>>
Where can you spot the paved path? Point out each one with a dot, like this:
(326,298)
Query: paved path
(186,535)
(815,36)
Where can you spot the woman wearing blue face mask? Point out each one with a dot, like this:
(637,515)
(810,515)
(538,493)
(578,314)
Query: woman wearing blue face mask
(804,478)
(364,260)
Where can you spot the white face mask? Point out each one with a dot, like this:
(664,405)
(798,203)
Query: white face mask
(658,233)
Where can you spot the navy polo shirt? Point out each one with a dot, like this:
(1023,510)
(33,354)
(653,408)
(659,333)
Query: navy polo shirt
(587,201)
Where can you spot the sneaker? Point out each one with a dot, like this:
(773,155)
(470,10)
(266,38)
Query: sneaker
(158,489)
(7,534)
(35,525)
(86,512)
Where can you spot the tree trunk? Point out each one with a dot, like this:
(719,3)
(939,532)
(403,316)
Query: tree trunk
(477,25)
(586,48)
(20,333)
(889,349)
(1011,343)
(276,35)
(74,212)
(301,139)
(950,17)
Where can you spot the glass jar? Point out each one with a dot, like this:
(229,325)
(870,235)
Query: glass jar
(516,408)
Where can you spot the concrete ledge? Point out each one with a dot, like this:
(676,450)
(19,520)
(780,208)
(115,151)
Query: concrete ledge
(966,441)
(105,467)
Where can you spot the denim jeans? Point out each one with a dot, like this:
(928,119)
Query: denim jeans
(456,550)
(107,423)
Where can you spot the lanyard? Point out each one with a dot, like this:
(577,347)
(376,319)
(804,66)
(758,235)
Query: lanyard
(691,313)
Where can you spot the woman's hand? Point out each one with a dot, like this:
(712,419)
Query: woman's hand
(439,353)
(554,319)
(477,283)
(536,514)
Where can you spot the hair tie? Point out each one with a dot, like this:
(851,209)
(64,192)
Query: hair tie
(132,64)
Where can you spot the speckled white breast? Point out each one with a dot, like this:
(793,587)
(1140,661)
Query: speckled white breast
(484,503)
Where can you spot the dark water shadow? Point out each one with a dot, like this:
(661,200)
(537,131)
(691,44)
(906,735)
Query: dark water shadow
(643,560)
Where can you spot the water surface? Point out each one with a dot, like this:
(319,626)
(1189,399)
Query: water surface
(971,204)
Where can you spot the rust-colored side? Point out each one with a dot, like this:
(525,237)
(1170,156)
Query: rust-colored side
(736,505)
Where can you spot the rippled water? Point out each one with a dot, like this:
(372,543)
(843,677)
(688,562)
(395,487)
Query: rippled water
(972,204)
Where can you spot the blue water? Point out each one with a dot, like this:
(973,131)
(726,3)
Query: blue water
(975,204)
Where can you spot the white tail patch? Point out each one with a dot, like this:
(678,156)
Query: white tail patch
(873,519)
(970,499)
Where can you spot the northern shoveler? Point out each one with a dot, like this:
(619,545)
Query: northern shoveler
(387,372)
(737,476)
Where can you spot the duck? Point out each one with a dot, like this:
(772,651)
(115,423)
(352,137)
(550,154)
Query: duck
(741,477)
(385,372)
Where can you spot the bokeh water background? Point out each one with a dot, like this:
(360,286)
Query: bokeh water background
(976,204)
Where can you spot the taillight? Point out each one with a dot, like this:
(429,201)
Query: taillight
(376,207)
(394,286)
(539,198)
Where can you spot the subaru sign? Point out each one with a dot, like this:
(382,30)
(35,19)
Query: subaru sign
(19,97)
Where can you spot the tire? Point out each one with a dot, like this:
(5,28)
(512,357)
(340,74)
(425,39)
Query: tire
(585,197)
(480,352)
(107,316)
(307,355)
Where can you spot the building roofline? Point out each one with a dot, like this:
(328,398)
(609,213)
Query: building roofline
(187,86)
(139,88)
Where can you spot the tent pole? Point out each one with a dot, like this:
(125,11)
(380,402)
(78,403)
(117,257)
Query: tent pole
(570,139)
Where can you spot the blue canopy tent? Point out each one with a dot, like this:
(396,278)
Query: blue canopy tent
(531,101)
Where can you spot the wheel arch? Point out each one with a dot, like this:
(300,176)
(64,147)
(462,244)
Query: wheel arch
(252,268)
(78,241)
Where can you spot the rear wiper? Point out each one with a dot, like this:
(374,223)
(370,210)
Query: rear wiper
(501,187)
<<
Restate all the material above, keeping each word as it is.

ANSWER FOR THE TASK ::
Where can you spot the paved path? Point out each one with a dot, like this:
(326,298)
Query: paved path
(186,535)
(815,36)
Where can you spot the woman wearing blue face mask? Point out each one with a dot, like this:
(637,515)
(810,515)
(538,493)
(578,314)
Query: woman wearing blue face mask
(804,478)
(364,260)
Where can you spot the white face mask? Point out each one with a dot, like this:
(664,405)
(798,203)
Query: white face mask
(658,233)
Where can you spot the navy polo shirt? Point out each one with a dot, like this:
(1023,510)
(33,354)
(653,408)
(659,333)
Query: navy polo shirt
(587,201)
Where can you spot the sneaker? Point out each one with a dot, like this:
(773,155)
(470,10)
(266,38)
Query: sneaker
(158,489)
(7,534)
(35,525)
(86,512)
Where can you spot the tree trunk? Point out each one with a dot, like this:
(719,3)
(939,532)
(403,316)
Query: tree trunk
(477,25)
(586,48)
(20,333)
(889,349)
(1011,343)
(276,35)
(74,212)
(301,139)
(950,17)
Where can you spot the glass jar? Point out each one with a dot, like this:
(229,325)
(870,235)
Query: glass jar
(516,408)
Where can you spot the concrete ledge? Point out each one with a dot, like this:
(676,450)
(19,520)
(780,208)
(115,151)
Query: concrete ledge
(966,441)
(105,467)
Where can you spot the denim jeans? Point out each one with a dot, like this:
(928,119)
Query: denim jeans
(456,550)
(107,423)
Where can you spot the lanyard? Point out each one with a dot, like this:
(577,347)
(376,319)
(804,66)
(758,235)
Query: lanyard
(691,313)
Where can you spot the woman's hand? Point out each one with a dot, like this:
(712,419)
Query: woman's hand
(439,353)
(554,319)
(477,283)
(536,514)
Where can you spot the hair tie? Point out each one with a dot, like this:
(851,209)
(64,192)
Query: hair tie
(132,64)
Where can you spot the speckled white breast? Point out each one with a dot, like this:
(793,587)
(1140,661)
Query: speckled white breast
(484,503)
Where can you spot the dark water shadow? Point out each one with a dot, like this:
(661,200)
(537,131)
(691,44)
(906,735)
Query: dark water shadow
(643,560)
Where can you spot the water surface? Point out each one with a dot, like this:
(319,626)
(1189,399)
Query: water surface
(971,204)
Where can you spot the rust-colored side? Point out each one with a dot, like this:
(525,237)
(1170,156)
Query: rust-colored side
(736,505)
Where can you spot the rippled water? Point out each one with a dot, like this:
(372,543)
(843,677)
(688,562)
(395,487)
Query: rippled water
(972,204)
Where can you spot the blue water? Point out each one with a dot, like this:
(973,131)
(726,3)
Query: blue water
(975,204)
Where can you spot the white tail patch? Point out each one with a dot, like this:
(678,156)
Query: white tail patch
(873,519)
(970,499)
Where can you spot the northern shoveler? Point out each one with a dot, like this:
(619,545)
Query: northern shoveler
(387,372)
(737,476)
Where can you spot the duck? Point out each one with a dot, like this:
(772,651)
(115,423)
(352,137)
(550,154)
Query: duck
(741,477)
(385,372)
Where can you spot the bokeh water background? Point out each one with a dot, like this:
(360,286)
Query: bokeh water background
(976,204)
Where can you spot the taillight? Point out each one with a dot, like this:
(429,201)
Query: taillight
(376,207)
(394,286)
(539,198)
Where can you spot the subaru sign? Point out each one with a dot, like this:
(382,30)
(35,19)
Query: subaru sign
(19,97)
Where can you spot the tire? Point out each one with a dot, like this:
(5,28)
(512,357)
(340,74)
(425,39)
Query: tire
(585,197)
(480,352)
(107,316)
(307,355)
Where can you spot the building roofline? Point out each one with a dot, like this:
(328,398)
(609,213)
Query: building roofline
(187,86)
(139,88)
Where can you spot the tent pole? Point out each one with a dot, like this:
(125,11)
(380,402)
(78,403)
(117,257)
Query: tent pole
(570,139)
Where can you spot the blue canopy tent? Point out each one with a dot, like this:
(396,278)
Query: blue canopy tent
(531,101)
Where can you spot the wheel arch? Point out each one with a dot, like this:
(300,176)
(64,147)
(462,244)
Query: wheel arch
(252,268)
(78,241)
Where can you spot the rear wiper? Point out each one with a dot, like this:
(374,223)
(370,210)
Query: rear wiper
(501,187)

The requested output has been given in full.